→ **RECORDS FOR PROCESSING**:
◆ ◆ ◆ ◆ ◆ ◆ ◆

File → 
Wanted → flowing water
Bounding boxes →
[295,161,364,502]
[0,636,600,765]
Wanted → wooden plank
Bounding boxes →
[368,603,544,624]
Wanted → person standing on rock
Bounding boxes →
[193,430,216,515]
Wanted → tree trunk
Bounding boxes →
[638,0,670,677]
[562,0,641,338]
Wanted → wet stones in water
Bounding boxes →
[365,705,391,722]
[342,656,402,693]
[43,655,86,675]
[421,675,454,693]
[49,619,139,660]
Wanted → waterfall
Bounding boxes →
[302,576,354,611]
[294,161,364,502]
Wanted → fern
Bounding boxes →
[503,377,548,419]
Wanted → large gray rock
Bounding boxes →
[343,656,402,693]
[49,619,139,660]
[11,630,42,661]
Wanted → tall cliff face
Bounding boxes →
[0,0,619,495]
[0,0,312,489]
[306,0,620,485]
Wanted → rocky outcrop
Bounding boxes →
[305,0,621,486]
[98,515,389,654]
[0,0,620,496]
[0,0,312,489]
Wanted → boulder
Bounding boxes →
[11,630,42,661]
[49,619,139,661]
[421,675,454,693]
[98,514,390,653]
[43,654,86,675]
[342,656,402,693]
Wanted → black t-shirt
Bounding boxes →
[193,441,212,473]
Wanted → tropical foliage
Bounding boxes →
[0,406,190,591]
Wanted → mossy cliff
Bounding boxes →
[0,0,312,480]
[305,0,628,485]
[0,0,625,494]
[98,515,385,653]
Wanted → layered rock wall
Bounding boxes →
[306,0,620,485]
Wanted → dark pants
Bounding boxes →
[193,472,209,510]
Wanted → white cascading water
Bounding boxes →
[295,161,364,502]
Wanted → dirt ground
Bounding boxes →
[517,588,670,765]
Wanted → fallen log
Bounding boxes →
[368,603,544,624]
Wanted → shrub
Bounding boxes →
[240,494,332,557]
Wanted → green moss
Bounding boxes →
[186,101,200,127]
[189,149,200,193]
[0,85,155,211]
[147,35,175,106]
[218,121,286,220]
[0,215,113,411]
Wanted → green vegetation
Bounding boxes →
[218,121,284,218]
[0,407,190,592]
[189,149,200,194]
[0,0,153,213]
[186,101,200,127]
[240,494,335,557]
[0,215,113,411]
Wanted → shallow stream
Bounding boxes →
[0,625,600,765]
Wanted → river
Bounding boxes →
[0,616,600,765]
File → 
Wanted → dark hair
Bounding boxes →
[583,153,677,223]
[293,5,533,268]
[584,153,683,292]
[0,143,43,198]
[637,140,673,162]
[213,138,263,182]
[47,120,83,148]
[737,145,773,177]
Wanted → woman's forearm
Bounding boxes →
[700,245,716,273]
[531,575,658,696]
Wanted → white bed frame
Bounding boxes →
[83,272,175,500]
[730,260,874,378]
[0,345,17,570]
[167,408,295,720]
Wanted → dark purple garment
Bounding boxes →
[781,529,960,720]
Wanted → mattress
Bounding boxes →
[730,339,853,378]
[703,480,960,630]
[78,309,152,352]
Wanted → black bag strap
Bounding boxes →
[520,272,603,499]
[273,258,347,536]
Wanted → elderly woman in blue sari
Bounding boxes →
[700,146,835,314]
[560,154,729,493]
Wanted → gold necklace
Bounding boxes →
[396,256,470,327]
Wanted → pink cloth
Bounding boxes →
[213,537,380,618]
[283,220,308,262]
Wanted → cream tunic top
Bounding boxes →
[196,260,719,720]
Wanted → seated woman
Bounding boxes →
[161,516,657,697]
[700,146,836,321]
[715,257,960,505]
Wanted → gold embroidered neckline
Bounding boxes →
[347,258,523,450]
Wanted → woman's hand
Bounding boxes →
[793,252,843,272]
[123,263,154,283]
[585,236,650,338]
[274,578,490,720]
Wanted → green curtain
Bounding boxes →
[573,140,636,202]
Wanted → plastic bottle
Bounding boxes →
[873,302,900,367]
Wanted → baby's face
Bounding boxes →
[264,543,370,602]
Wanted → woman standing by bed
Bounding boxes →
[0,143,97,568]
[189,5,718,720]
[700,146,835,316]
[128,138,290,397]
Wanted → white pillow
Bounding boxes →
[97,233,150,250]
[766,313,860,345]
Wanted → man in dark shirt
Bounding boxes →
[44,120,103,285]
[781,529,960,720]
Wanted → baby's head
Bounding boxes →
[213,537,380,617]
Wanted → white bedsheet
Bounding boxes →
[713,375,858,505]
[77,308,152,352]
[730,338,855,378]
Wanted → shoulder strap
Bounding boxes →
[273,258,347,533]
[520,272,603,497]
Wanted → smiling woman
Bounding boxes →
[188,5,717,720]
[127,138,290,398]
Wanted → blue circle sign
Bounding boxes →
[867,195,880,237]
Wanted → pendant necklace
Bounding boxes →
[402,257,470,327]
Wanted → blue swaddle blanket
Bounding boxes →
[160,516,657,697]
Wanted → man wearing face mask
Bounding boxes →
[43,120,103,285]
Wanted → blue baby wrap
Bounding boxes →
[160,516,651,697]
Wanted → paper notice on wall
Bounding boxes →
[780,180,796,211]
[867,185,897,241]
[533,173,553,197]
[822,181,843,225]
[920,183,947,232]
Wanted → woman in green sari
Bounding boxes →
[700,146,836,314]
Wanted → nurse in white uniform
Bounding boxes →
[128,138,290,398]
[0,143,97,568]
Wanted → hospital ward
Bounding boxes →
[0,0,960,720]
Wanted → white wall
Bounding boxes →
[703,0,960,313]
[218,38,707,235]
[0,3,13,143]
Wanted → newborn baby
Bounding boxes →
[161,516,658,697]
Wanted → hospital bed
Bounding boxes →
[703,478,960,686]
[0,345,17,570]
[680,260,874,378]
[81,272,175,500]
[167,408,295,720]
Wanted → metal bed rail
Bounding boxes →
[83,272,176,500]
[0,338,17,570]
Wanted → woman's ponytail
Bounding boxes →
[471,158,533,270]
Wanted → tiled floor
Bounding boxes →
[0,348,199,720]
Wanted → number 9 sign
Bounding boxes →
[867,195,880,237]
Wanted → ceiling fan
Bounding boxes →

◆ ◆ ◆ ◆ ◆ ◆ ◆

→ **EXERCISE INSTRUCTIONS**: Pick out every line in the listing above that contains the word "strap", and copy each one.

→ **SOLUTION**:
Wanted → black bag strap
Wanted → shoulder strap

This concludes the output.